Problem details
Every line from the line containing "Target: cracked front bumper cover" through the final line below is to be repeated exactly; no other line is.

Region pointing data
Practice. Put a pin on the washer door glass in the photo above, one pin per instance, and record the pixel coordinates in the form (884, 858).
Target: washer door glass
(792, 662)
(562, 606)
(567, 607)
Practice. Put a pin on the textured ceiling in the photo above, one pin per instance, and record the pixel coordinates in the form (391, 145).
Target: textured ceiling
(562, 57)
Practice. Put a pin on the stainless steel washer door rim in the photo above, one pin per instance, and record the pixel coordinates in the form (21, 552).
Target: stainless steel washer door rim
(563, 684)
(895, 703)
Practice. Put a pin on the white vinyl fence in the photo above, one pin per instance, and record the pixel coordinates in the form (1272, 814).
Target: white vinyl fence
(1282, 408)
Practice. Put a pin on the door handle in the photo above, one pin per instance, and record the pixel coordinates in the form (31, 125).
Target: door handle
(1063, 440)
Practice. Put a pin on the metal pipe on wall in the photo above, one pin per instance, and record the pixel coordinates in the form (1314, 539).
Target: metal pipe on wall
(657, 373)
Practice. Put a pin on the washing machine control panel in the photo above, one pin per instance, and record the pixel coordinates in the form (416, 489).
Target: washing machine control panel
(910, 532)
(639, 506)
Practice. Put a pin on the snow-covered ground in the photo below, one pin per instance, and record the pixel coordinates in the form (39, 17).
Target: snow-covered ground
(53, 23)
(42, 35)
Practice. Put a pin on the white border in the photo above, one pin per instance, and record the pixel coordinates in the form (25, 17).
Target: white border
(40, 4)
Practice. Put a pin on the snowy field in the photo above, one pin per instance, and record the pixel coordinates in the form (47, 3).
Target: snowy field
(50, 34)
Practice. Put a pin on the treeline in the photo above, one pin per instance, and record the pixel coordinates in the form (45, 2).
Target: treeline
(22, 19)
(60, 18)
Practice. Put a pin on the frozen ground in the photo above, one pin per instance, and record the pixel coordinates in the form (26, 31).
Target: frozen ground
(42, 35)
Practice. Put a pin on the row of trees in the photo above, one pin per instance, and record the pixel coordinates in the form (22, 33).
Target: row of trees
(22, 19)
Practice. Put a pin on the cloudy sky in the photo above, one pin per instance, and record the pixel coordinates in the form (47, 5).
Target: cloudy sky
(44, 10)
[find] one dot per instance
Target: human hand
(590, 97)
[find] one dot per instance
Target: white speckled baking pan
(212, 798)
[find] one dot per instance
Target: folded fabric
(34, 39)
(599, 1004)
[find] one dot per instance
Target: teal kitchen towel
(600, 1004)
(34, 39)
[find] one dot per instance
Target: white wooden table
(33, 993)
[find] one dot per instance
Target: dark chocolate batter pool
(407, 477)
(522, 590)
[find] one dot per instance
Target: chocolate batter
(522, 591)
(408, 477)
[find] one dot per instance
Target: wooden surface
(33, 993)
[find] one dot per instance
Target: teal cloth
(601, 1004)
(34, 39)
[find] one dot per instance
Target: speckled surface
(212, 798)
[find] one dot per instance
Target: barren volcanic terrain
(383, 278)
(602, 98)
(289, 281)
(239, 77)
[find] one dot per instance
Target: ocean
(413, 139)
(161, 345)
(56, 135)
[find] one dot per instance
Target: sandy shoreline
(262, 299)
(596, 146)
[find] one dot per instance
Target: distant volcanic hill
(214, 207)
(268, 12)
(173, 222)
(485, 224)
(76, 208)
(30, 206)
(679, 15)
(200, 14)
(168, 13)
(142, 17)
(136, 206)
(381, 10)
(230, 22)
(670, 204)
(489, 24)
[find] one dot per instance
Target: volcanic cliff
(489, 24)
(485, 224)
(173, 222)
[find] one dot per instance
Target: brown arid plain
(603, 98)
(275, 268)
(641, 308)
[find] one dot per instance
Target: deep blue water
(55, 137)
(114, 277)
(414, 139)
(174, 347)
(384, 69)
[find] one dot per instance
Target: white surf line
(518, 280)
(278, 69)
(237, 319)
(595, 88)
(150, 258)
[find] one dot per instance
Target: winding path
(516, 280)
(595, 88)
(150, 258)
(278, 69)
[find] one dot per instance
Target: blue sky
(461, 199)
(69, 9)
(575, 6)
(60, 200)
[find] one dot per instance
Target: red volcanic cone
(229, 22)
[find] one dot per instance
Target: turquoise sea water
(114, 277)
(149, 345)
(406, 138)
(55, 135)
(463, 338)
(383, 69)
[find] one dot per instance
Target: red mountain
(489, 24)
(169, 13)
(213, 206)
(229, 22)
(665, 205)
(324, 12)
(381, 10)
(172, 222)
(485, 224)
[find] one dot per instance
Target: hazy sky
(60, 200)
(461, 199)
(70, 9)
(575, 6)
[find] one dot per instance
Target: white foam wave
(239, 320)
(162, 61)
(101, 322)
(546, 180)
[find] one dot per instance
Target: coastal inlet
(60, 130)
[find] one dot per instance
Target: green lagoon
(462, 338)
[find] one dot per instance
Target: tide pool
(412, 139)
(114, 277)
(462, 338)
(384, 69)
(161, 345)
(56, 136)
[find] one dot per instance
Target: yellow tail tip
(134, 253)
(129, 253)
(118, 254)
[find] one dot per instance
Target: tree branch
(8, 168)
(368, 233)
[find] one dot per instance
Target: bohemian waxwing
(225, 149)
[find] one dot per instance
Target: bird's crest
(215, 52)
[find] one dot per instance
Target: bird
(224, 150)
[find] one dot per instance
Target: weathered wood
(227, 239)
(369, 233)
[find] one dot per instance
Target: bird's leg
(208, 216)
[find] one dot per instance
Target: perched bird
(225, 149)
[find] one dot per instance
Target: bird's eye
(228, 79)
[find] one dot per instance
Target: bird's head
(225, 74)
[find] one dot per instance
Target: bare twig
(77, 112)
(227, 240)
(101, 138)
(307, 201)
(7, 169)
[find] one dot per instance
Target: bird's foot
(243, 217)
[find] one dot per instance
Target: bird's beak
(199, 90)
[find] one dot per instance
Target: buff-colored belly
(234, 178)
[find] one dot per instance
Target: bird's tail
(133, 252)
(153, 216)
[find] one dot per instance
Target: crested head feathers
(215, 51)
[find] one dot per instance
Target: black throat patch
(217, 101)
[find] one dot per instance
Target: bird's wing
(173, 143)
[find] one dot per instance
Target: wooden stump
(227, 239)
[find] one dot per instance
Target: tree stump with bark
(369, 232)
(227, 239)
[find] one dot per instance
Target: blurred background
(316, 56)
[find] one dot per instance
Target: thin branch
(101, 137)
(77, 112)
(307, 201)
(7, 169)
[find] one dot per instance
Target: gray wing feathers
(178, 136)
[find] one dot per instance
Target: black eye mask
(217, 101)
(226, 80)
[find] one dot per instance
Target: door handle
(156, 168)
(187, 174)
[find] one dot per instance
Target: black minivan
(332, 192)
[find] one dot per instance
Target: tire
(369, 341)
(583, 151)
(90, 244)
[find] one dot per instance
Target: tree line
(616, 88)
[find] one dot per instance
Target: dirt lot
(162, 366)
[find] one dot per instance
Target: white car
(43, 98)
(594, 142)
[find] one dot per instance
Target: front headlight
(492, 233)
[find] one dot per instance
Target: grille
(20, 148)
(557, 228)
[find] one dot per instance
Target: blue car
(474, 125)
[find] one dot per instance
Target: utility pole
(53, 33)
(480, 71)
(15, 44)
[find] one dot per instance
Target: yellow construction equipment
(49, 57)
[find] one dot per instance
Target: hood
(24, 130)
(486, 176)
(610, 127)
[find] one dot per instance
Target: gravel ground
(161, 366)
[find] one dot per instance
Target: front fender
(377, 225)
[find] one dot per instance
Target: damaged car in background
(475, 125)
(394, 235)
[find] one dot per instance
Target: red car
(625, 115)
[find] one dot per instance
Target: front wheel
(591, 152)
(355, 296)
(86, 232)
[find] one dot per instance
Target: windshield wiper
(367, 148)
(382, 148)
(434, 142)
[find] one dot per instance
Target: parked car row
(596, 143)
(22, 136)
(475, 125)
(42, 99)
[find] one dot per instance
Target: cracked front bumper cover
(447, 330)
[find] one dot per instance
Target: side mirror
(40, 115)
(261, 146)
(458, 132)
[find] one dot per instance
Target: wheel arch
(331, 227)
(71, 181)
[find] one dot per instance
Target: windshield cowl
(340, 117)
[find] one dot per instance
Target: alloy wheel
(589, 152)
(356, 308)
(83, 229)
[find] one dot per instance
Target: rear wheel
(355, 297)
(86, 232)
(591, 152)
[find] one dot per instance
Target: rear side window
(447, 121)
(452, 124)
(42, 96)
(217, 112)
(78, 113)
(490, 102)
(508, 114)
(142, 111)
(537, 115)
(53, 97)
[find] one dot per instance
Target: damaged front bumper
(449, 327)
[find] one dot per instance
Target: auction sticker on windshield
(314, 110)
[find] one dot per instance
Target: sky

Answer for this exercise
Target: cracked front bumper cover
(447, 330)
[find] one dot per instance
Target: side mirror
(40, 115)
(261, 146)
(458, 132)
[find] one dot per instance
Target: wheel arch
(331, 227)
(71, 181)
[find] one dot per instance
Target: windshield cowl
(340, 117)
[find] one dot per instance
Target: alloy wheel
(589, 152)
(356, 308)
(83, 229)
[find] one dot per instance
Target: rear wheel
(355, 297)
(86, 232)
(591, 152)
[find] one dot per instance
Target: rear side window
(447, 121)
(452, 124)
(42, 96)
(217, 112)
(78, 113)
(490, 102)
(508, 114)
(142, 111)
(537, 115)
(53, 97)
[find] one dot per instance
Target: damaged front bumper
(449, 327)
[find] one dot per instance
Target: auction sticker on windshield
(314, 110)
[find] one dot per instance
Target: sky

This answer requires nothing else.